From the page below on managing partitioned tables, write out word for word the passage starting at "A partition's expiration" and ending at "the following day.".

■ Excerpt provided:
++++++
This document describes how to manage partitioned tables in BigQuery. Both ingestion-time partitioned and partitioned tables are managed the same way. You can perform the following management tasks for partitioned tables:
- Update a time-partitioned table's:
- Description
- Table expiration time
- Partition expiration time
- Partition filter requirements
- Schema definition
- Labels
- Rename (copy) a time-partitioned table
- Copy a time-partitioned table
- Copy partitions
- Delete a time-partitioned table
- Delete partitions in a time-partitioned table
For more information on creating and using partitioned tables including getting table information, listing tables, and controlling access to table data, see Creating and using ingestion-time partitioned tables or Creating and using partitioned tables.
Updating partitioned table properties
You can update a partitioned table's:
- Description
- Table expiration time
- Partition expiration time
- Schema definition
- Labels
Required permissions
At a minimum, to update table properties, you must be granted
bigquery.tables.update
and bigquery.tables.get
permissions. The following
predefined IAM roles include bigquery.tables.update
and
bigquery.tables.get
permissions:
bigquery.dataEditor
bigquery.dataOwner
bigquery.admin
In addition, if a user has bigquery.datasets.create
permissions, when that
user creates a dataset, they are granted bigquery.dataOwner
access to it.
bigquery.dataOwner
access gives the user the ability to update the properties
on tables in that dataset.
For more information on IAM roles and permissions in BigQuery, see Predefined roles and permissions.
Updating a partitioned table's description
The process for updating a partitioned table's description is the same as updating a standard table's description. For information on adding or changing a table's description, see Updating a table's description.
Currently, you cannot create descriptions for individual partitions.
Updating the table expiration
The process for updating a partitioned table's expiration is the same as updating a standard table's expiration. For information on adding or changing a table's expiration, see Updating a table's expiration time.
Updating the partition expiration
When you create a table partitioned by ingestion time or date/timestamp column, you can specify a partition expiration. This setting specifies how long BigQuery keeps the data in each partition. The setting applies to all partitions in the table. When a partition expires, BigQuery deletes the data in that partition.
A partition's expiration time is calculated from the partition boundary in UTC. For example, with daily partitioning, the partition boundary is at midnight (00:00:00 UTC). If the table's partition expiration is 6 hours, then each partition expires at 06:00:00 UTC the following day.
You can also specify a default partition expiration at the dataset level. If you set the partition expiration on a table, then the value overrides the default partition expiration. If you don't specify any partition expiration (on the table or dataset), then partitions never expire.
If you set a table expiration, that value takes precedence over the partition expiration. For example, if the table expiration is set to 5 days, and the partition expiration is set to 7 days, then the table and all partitions in it are deleted after 5 days.
++++++
■ Given material:
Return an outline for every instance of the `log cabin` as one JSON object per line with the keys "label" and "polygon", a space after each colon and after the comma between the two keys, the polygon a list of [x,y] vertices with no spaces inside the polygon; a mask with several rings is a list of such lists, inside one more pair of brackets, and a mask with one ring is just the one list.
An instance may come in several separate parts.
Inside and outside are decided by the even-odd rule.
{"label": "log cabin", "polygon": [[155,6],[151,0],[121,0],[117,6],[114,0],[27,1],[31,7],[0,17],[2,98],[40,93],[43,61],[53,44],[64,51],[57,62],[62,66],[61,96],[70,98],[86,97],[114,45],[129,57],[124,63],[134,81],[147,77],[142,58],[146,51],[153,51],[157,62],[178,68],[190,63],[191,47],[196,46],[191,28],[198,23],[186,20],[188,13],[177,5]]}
++++++
■ Full response:
A partition's expiration time is calculated from the partition boundary in UTC. For example, with daily partitioning, the partition boundary is at midnight (00:00:00 UTC). If the table's partition expiration is 6 hours, then each partition expires at 06:00:00 UTC the following day.